Passage:
# # # #

Statistical analysis was conducted to compare differences in mean performance among the tested segmentation models. Each StarDist segmentation model was trained six times (n = 6), and performance was evaluated based on the mean results from three ground truth patches extracted from a single spheroid recording. A one-sided Welch’s t-test, which does not assume equal variances or a normal distribution, was employed due to the small sample size (n = 6), making the test more conservative. An increase in sample size was not feasible due to the extensive training time required for each model. Predefined significance levels were set as follows: *p < 0.05, **p < 0.01, and ***p < 0.001.

Dataset

Sample preparation

HT-29 colon cancer cells (ATCC) were cultured in McCoy’s 5A medium (Capricorn) supplemented with 10 % FBS and 1 % Pen/Strep and maintained in a humidified incubator at 37 °C with 5 % CO2 fumigation. For spheroid generation, cells were detached using Trypsin/EDTA and seeded onto the ULA plates at a concentration of 5 × 102 cells per well.

Spheroids (n = 10) were transferred after 4 days of culturing to Eppendorf tubes, washed once with phosphate-buffered saline (PBS, Sigma Aldrich), and fixed with 4% paraformaldehyde (PFA, Carl Roth) for 1 h at 37 °C, followed by two washes with PBS containing 1% FBS for 5 min each. To remove traces of fixative, spheroids were quenched with 0.5 M glycine (Carl Roth) in PBS for 1 h at 37 °C with gentle shaking. Spheroids were then incubated for 30 min in a penetration buffer containing 0.2% Triton X-100, 0.3 M glycine, and 20% DMSO (all Carl Roth) in PBS to enhance the penetration of antibodies and nuclear stains. Spheroids were then incubated in a blocking buffer (0.2% Triton X-100, 1% BSA, 10% DMSO in PBS) for 2 h at 37 °C with gentle shaking. Samples were then stained with SiR-actin (Spirochrome/Tebubio SC001, 1:1000) and DAPI (Sigma Aldrich D9542-1MG, 1:1000) ON at 37 °C in antibody buffer (0.2% Tween 20, 10 μg/mL heparin (both Sigma-Aldrich), 1% BSA, 5% DMSO in PBS) with gentle shaking. Samples were then washed 5 times for 10 min each in wash buffer (0.2% Tween-20, 10 μg/mL heparin, 1% BSA) with gentle shaking and cleared with FUnGI clearing solution (50% glycerol (vol/vol), 2.5 M fructose, 2.5 M urea, 10.6 mM Tris Base, 1 mM EDTA) ON as previously described8. Cleared samples were transferred to 18-well μ-slides (Ibidi) in the same solution and kept in the microscope room for several hours to allow for temperature adjustment.

# # # #

Dataset entries:

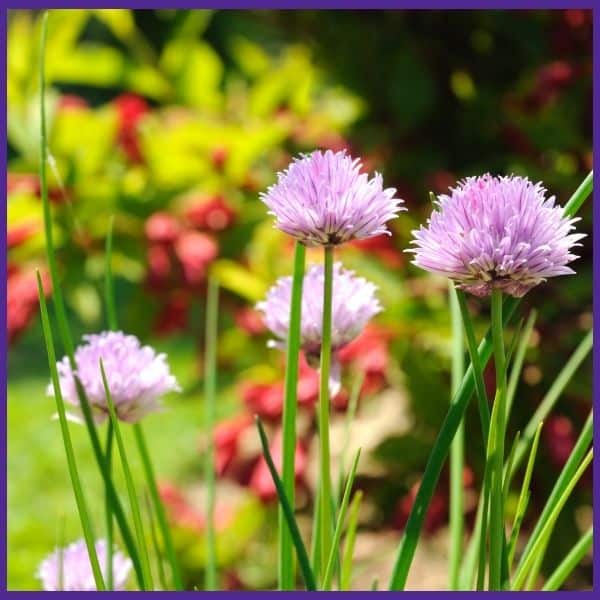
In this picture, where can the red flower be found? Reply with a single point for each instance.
(369, 352)
(69, 102)
(261, 481)
(159, 267)
(436, 515)
(383, 248)
(130, 108)
(264, 399)
(195, 252)
(212, 213)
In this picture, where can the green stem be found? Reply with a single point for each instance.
(568, 471)
(497, 496)
(457, 451)
(158, 506)
(84, 517)
(108, 512)
(573, 558)
(133, 500)
(324, 455)
(484, 408)
(288, 473)
(210, 393)
(63, 327)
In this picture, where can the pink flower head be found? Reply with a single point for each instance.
(324, 199)
(77, 576)
(496, 233)
(137, 376)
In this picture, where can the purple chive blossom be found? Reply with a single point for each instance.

# # # #

Exercise set:
**a)** According to the passage, why was it not feasible to increase the sample size?
**b)** Change "Trypsin/EDTA" to "Accutase" in the passage, and give the passage from "HT-29 colon cancer" up to and including "cells per well." with that change.

Results for each task:
**a)** Each model required extensive training time.

**b)**
HT-29 colon cancer cells (ATCC) were cultured in McCoy’s 5A medium (Capricorn) supplemented with 10 % FBS and 1 % Pen/Strep and maintained in a humidified incubator at 37 °C with 5 % CO2 fumigation. For spheroid generation, cells were detached using Accutase and seeded onto the ULA plates at a concentration of 5 × 102 cells per well.